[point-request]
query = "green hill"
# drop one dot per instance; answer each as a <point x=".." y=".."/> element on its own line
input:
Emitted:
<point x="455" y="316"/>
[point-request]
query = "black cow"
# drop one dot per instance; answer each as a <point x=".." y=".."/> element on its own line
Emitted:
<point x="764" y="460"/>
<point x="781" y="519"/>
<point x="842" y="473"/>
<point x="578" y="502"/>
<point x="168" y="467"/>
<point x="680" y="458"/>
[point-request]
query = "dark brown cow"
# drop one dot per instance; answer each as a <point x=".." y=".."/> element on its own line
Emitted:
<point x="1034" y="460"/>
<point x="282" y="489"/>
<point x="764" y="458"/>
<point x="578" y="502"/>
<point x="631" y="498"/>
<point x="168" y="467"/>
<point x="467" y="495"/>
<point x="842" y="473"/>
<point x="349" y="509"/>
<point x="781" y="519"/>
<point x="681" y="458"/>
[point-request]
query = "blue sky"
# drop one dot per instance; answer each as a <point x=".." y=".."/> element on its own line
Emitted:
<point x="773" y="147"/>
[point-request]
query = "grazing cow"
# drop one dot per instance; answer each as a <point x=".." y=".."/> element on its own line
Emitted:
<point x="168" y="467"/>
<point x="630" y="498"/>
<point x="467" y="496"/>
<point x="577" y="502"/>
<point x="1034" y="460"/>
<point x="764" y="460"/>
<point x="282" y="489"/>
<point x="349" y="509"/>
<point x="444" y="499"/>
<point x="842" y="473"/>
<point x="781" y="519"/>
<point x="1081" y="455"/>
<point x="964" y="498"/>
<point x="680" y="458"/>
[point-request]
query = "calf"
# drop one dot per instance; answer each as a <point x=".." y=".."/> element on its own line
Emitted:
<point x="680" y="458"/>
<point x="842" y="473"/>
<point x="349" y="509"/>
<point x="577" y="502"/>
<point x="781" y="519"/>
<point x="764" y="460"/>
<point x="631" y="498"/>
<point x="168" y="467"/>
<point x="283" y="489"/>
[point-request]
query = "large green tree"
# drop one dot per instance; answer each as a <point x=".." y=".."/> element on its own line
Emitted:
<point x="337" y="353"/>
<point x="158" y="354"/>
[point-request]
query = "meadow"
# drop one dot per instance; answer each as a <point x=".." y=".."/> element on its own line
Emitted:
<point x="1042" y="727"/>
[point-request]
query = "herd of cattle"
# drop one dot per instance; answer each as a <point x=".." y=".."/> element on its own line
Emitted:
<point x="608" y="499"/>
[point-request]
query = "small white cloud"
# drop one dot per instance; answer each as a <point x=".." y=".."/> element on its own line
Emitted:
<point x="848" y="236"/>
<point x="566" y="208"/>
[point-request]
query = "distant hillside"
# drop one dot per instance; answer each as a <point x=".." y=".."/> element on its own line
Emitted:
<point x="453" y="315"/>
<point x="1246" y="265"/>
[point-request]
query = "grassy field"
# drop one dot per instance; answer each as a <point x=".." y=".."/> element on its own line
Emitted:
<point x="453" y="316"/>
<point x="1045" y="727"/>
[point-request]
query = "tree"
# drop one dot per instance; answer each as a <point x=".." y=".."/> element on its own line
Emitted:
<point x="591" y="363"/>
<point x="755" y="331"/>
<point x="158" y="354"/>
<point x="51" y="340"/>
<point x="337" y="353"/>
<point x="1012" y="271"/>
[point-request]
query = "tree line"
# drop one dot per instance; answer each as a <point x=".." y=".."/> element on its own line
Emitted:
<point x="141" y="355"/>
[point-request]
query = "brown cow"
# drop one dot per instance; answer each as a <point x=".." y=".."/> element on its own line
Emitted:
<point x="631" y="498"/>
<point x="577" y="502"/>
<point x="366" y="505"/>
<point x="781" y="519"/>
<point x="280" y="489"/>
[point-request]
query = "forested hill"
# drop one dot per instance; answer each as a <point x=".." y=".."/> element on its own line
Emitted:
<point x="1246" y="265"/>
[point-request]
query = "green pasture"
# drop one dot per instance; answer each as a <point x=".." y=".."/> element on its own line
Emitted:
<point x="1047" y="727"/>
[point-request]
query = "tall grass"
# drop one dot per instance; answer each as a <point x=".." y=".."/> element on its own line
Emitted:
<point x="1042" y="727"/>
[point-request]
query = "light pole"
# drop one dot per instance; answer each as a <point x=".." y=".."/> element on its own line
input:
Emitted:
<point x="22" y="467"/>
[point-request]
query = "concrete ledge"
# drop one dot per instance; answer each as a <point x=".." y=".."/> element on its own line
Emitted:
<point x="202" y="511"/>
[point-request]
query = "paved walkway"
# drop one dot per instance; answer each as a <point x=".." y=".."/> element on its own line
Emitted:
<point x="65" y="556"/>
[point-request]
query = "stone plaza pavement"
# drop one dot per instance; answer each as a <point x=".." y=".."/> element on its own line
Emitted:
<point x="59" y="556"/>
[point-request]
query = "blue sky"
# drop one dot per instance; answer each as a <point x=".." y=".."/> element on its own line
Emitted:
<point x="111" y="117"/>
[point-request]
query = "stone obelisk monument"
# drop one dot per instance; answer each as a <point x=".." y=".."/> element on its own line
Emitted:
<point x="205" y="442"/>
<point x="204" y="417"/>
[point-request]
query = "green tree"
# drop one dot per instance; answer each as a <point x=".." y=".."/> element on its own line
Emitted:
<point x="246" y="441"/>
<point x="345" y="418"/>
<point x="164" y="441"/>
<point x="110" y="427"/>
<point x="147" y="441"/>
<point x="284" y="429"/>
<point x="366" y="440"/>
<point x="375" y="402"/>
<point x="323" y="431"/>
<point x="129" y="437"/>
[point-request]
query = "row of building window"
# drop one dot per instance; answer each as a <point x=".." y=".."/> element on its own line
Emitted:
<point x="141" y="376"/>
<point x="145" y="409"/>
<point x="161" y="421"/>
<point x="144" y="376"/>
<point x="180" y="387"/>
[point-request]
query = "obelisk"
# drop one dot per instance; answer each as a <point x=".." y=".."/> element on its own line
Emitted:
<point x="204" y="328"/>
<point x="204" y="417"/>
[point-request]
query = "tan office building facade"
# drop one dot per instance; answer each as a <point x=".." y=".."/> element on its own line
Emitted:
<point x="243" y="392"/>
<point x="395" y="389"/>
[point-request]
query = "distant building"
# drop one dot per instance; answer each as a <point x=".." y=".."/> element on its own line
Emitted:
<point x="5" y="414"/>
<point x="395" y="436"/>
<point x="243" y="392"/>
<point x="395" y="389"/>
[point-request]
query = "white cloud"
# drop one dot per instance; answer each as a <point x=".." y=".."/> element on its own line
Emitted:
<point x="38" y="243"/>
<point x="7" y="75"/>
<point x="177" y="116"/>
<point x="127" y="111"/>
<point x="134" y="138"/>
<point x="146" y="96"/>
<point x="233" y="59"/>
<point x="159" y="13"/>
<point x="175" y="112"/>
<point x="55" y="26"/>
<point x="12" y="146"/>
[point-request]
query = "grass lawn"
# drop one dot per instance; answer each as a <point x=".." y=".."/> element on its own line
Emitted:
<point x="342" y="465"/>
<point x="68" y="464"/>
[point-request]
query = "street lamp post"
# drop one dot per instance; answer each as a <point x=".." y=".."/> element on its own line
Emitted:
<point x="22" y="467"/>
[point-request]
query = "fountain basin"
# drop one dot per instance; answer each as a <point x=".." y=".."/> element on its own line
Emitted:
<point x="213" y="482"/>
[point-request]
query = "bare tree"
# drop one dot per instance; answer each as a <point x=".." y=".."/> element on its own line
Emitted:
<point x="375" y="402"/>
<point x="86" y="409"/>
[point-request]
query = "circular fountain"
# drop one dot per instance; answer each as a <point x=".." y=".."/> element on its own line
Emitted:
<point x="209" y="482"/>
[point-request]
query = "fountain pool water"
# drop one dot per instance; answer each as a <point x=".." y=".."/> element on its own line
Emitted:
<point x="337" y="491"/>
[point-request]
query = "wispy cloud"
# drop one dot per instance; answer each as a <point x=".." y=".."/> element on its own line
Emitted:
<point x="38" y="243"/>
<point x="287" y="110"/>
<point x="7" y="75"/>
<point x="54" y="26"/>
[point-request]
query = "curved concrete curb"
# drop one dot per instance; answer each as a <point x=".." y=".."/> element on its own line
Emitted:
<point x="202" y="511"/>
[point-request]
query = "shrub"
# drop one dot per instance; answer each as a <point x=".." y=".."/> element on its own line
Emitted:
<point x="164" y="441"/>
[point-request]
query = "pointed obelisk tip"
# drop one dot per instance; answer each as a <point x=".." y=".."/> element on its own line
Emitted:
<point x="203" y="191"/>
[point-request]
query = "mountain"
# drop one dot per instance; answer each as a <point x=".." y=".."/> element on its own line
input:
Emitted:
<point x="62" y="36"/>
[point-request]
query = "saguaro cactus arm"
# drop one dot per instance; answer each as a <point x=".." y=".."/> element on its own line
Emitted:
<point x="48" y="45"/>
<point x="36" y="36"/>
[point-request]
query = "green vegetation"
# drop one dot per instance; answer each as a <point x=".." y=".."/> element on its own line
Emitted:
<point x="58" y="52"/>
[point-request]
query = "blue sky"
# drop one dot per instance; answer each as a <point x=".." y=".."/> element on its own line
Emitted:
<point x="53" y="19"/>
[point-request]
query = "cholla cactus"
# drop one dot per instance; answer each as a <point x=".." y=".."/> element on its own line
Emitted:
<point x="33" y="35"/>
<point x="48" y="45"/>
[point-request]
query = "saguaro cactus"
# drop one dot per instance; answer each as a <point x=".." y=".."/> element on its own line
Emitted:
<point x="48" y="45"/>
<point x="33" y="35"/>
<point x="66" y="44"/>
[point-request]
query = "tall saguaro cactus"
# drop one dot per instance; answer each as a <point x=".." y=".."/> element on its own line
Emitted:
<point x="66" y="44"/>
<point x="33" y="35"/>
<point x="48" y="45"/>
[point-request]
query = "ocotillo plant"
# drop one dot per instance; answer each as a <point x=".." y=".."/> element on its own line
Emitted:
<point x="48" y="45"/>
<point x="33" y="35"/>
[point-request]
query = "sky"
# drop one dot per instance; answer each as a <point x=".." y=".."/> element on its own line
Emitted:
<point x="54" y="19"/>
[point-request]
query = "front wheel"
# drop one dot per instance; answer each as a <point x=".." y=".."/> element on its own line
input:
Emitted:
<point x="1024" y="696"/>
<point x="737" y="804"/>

□ □ □ □ □

» Your objective
Return each line from the entries above that contains the word "fountain", copied unchanged.

» Exercise solution
query = "fountain basin"
query = "circular fountain"
query = "fountain pool water"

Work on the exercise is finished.